What is expected = The whole of the data is to be reproduced exactly.

··· Data excerpts ···

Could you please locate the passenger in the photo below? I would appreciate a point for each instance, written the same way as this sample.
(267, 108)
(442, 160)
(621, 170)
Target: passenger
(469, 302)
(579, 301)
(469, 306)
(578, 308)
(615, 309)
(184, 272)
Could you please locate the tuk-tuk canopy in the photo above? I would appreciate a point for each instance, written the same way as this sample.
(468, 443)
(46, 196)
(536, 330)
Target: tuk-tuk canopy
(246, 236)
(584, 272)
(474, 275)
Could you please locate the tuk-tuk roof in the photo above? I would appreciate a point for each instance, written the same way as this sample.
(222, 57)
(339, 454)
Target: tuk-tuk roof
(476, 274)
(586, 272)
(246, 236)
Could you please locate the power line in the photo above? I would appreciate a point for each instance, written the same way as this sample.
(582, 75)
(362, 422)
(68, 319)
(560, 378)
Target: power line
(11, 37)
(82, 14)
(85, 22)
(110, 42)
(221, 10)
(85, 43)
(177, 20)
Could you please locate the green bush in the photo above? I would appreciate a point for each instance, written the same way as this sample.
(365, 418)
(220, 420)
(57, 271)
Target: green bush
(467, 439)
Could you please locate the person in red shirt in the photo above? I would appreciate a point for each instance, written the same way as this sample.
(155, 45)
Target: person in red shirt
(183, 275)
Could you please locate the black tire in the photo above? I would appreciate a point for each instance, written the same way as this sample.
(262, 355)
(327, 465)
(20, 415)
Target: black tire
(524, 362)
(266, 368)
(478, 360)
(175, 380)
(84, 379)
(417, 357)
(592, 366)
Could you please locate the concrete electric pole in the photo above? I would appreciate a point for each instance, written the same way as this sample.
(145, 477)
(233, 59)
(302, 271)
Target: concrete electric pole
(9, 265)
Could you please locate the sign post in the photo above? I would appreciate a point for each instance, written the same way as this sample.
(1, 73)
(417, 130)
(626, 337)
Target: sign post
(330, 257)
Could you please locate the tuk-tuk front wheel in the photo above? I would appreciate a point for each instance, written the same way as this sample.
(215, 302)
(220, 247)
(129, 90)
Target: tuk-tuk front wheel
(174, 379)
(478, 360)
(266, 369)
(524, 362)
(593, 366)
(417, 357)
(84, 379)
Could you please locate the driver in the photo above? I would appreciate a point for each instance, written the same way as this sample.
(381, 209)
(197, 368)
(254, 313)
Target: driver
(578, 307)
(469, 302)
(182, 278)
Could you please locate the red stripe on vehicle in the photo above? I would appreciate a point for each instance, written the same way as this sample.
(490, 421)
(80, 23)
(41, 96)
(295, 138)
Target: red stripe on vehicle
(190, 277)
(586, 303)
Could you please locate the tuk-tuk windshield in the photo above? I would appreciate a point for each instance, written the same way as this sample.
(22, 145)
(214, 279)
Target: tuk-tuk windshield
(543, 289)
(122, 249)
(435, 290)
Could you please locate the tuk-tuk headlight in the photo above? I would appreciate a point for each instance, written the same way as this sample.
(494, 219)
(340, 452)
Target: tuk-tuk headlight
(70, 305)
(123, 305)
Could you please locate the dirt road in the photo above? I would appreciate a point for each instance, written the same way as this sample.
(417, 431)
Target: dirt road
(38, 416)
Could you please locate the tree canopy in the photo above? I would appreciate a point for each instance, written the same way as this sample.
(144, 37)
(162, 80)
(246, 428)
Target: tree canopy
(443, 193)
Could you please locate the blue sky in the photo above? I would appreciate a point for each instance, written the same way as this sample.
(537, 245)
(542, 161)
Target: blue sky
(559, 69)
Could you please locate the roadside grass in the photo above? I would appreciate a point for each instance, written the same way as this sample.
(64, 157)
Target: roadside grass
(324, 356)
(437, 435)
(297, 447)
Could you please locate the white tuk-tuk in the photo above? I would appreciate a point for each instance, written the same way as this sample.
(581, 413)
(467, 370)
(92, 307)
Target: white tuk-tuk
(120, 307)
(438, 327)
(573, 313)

···

Reply to the task =
Could you please locate the passenger in the photo below? I would appreciate a point for each instance, written the same way as this sample.
(267, 108)
(442, 160)
(621, 170)
Target: passenger
(469, 302)
(579, 301)
(469, 306)
(578, 308)
(615, 309)
(184, 272)
Could you please locate the tuk-tuk canopy in the photo above? I would appreciate a point for each instance, written the same way as this sample.
(468, 443)
(46, 196)
(536, 330)
Target: tuk-tuk canopy
(246, 236)
(584, 272)
(474, 275)
Could you please locate the tuk-tuk roof in the photo above? I would appreciate a point for each instance, written the same way as this sample.
(222, 57)
(339, 454)
Target: tuk-tuk roof
(476, 274)
(586, 272)
(246, 236)
Could you please locate the power line in the photo above? I would appreciate a point for each instance, written the same way as this sample.
(582, 75)
(362, 422)
(68, 319)
(560, 378)
Target: power line
(11, 37)
(82, 14)
(85, 22)
(110, 42)
(221, 10)
(85, 43)
(177, 20)
Could you please locate the green bush in the photo above? I would appreciate a point for each instance, written the same way as this sample.
(365, 418)
(220, 420)
(57, 271)
Target: green bush
(467, 439)
Could you please locate the person in red shirt in the photo above? I would appreciate a point for each instance, written the same way as this sample.
(155, 45)
Target: person in red shirt
(183, 275)
Could you please locate the black tire in the photo above? I would appreciate a point for each instance, written the same way as this sample.
(262, 355)
(327, 465)
(20, 415)
Target: black tire
(524, 362)
(266, 368)
(478, 360)
(175, 380)
(84, 379)
(417, 357)
(592, 366)
Could you please locate the concrete electric pole in the photo above? I would appreciate a point for each instance, written the same way as this sample.
(145, 477)
(233, 59)
(302, 271)
Target: concrete electric pole
(9, 265)
Could you please locate the sign post in the photo above? I would appreciate a point for each instance, written the same way as this sample.
(1, 73)
(417, 130)
(626, 337)
Target: sign post
(330, 257)
Could you please locate the tuk-tuk front wheel in the photo above? I would appreciate a point for each instance, written the same way as this sample.
(215, 302)
(220, 247)
(129, 90)
Target: tuk-tuk front wheel
(174, 379)
(478, 360)
(266, 369)
(524, 362)
(593, 366)
(417, 357)
(84, 379)
Could you please locate the driver in the photo above? I would appreciate a point for each instance, written the same way as this sample.
(381, 209)
(197, 368)
(254, 313)
Target: driver
(578, 307)
(469, 302)
(182, 278)
Could you please locate the red stripe on vehicle in the photo above? I would appreciate a point for each instance, written the same way as this sample.
(490, 421)
(80, 23)
(41, 96)
(295, 138)
Target: red stripe on vehicle
(190, 277)
(586, 303)
Could you please locate the tuk-tuk windshield in the photo above? I would appreciate a point for each instance, written the same way as this sample.
(22, 145)
(214, 279)
Target: tuk-tuk windshield
(543, 289)
(122, 249)
(435, 290)
Could you please locate the tuk-tuk headlight in the photo above? I would appreciate a point for each instance, written the same way as this sample.
(494, 219)
(340, 452)
Target: tuk-tuk headlight
(70, 305)
(123, 305)
Could you please locate the dirt road in the photo above? I would appreciate a point for each instance, written the same way as this sample.
(417, 431)
Target: dirt road
(38, 416)
Could you please locate the tree canopy in the photo above? I would appreciate a point for each instance, written the same way as this sample.
(144, 37)
(162, 80)
(246, 428)
Target: tree canopy
(443, 193)
Could you please locate the blue sky in the photo above? I would appreciate a point for each instance, written the same way as this sample.
(537, 245)
(542, 161)
Target: blue sky
(559, 69)
Could you please locate the roadside grass in the photo above? I would appreciate a point for each instance, written the same way as this sample.
(64, 157)
Target: roadside grass
(324, 356)
(437, 435)
(297, 447)
Could you please locate the white tuk-tuk in the photo above? I would appreciate a point for each instance, written the same way as this sample.
(581, 413)
(467, 370)
(92, 307)
Target: white tuk-tuk
(120, 307)
(438, 327)
(573, 313)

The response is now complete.